(Pointing entries for labeled objects)
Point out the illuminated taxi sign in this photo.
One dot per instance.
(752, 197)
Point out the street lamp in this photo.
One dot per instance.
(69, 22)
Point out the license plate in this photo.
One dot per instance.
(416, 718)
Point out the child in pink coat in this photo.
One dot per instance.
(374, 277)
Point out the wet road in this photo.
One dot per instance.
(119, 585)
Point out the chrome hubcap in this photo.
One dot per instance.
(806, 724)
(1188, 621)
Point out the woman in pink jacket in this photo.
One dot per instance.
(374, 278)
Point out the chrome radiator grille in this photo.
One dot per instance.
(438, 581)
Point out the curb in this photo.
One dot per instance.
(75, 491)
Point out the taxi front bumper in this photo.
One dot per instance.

> _TASK STATEMENT_: Reproduce all of the material above, line for line, with no changes.

> _EXERCISE OUTPUT_:
Point out the illuminated taxi sign in this photo.
One dot per instance.
(752, 197)
Point out the street lamp in this photo.
One dot per instance.
(69, 22)
Point out the license plate in this photo.
One dot per instance.
(416, 718)
Point out the child in pink coat in this photo.
One dot per instance.
(374, 277)
Point out the wet road in this photo.
One dot per instance.
(119, 585)
Point out the chrome hubcap in this photo.
One dot per instance.
(806, 724)
(1188, 621)
Point out the woman in pink jacket in this photo.
One dot per instance.
(374, 278)
Point out the chrome radiator grille in this photo.
One dot per instance.
(438, 581)
Point out the curb in this photo.
One dot per instance.
(75, 491)
Point out the taxi front bumper in this photo.
One dot per instance.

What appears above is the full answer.